→ WRITTEN EXERCISE
Copy out all of the records below word for word, changing nothing.

A block of data:
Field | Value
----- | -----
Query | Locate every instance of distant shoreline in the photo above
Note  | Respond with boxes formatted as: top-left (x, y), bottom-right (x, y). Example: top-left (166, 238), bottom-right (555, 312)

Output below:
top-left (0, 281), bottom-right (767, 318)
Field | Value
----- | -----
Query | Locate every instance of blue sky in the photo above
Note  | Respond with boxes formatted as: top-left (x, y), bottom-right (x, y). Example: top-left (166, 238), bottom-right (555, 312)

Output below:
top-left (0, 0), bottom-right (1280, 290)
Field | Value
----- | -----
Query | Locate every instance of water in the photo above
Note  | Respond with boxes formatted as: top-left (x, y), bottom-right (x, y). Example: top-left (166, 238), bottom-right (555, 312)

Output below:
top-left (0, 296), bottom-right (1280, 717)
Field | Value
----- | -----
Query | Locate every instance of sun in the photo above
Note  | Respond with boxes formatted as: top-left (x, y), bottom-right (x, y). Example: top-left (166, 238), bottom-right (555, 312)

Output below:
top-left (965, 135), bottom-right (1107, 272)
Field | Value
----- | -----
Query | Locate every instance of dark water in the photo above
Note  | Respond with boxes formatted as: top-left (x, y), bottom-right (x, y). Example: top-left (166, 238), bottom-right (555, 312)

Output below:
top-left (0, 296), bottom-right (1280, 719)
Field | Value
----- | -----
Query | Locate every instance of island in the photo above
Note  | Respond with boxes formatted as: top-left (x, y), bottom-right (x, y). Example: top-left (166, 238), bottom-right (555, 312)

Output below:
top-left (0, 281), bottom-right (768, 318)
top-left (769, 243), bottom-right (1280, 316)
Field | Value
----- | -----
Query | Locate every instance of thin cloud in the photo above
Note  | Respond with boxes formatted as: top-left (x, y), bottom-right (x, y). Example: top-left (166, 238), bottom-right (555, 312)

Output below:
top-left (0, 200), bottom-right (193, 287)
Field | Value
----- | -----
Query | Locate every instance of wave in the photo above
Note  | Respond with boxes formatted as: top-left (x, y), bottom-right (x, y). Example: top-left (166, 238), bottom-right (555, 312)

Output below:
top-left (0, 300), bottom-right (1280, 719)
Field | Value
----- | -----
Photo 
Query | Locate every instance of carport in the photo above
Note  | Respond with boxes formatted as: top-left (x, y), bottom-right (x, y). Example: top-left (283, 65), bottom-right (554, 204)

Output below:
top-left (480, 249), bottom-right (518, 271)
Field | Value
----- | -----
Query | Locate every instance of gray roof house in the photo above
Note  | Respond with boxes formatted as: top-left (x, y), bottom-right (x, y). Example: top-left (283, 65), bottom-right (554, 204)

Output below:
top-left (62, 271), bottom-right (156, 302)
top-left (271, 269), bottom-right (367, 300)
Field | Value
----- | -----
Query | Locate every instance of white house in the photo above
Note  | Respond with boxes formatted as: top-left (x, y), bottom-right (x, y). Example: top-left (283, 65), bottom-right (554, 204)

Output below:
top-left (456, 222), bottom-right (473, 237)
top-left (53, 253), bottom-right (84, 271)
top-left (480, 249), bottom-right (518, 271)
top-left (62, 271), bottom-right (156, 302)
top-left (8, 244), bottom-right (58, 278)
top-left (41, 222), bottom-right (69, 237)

→ OUTPUT BELOW
Field | Value
----- | -----
Query | Locate every instance of distant shoreline in the photo above
Note  | Respond with boxes formatted as: top-left (x, y), bottom-right (x, y). Example: top-left (166, 238), bottom-right (555, 312)

Output below:
top-left (0, 281), bottom-right (767, 318)
Field | Value
----- | -----
Query | Locate every instance of blue sky in the photo above
Note  | Respond with boxes formatted as: top-left (x, y), bottom-right (x, y). Example: top-left (166, 238), bottom-right (555, 312)

Output below:
top-left (0, 0), bottom-right (1280, 290)
Field | Value
----- | -----
Query | Locate every instance of water in the photo above
Note  | Respond with boxes formatted as: top-left (x, y), bottom-right (x, y). Example: top-left (166, 238), bottom-right (555, 312)

Output below:
top-left (0, 296), bottom-right (1280, 717)
Field | Value
----- | -----
Query | Locate every instance of sun in the photo above
Note  | Respond with boxes formatted as: top-left (x, y), bottom-right (x, y). Example: top-left (166, 238), bottom-right (555, 312)

Output below:
top-left (965, 135), bottom-right (1107, 272)
Field | Value
----- | -----
Query | Locate every instance of dark water in the photo above
Note  | Respond with boxes formatted as: top-left (x, y), bottom-right (x, y). Example: top-left (166, 238), bottom-right (555, 312)

Output below:
top-left (0, 296), bottom-right (1280, 719)
Field | Value
----- | -----
Query | Locate every instance of island in the photo above
Note  | Respond with boxes formatted as: top-left (x, y), bottom-right (x, y). Example: top-left (166, 238), bottom-right (555, 312)

Output below:
top-left (0, 281), bottom-right (768, 318)
top-left (769, 243), bottom-right (1280, 316)
Field | Value
----- | -----
Query | Locate every instance of thin cloud in the photo above
Note  | Respond with boxes formatted as: top-left (x, y), bottom-right (x, y). Example: top-left (166, 238), bottom-right (555, 312)

Output below:
top-left (0, 200), bottom-right (193, 287)
Field | Value
----- | -----
Query | Locate every instance of wave in the photo above
Note  | Respond with boxes formatted as: top-left (x, y), bottom-right (x, y). Example: top-left (166, 238), bottom-right (555, 312)

Output below:
top-left (0, 300), bottom-right (1280, 719)
Field | Value
----- | -----
Photo 
Query | Locate every instance of carport in the photo above
Note  | Respond with boxes formatted as: top-left (x, y), bottom-right (x, y). Example: top-left (283, 65), bottom-right (554, 204)

Output below:
top-left (480, 249), bottom-right (518, 271)
Field | Value
----- | -----
Query | Locate every instance of gray roof house in the photo above
Note  | Respond with boxes formatted as: top-left (x, y), bottom-right (x, y). Example: top-left (283, 65), bottom-right (554, 204)

Output below:
top-left (62, 271), bottom-right (156, 302)
top-left (271, 269), bottom-right (367, 300)
Field | Value
----- | -----
Query | Locate every instance of white house in the photo above
Note  | Respond with boxes formatted as: top-left (x, y), bottom-right (x, y). Example: top-left (283, 65), bottom-right (554, 204)

Output below:
top-left (456, 222), bottom-right (473, 237)
top-left (53, 253), bottom-right (84, 271)
top-left (480, 249), bottom-right (518, 271)
top-left (62, 271), bottom-right (156, 302)
top-left (8, 244), bottom-right (58, 278)
top-left (41, 222), bottom-right (69, 237)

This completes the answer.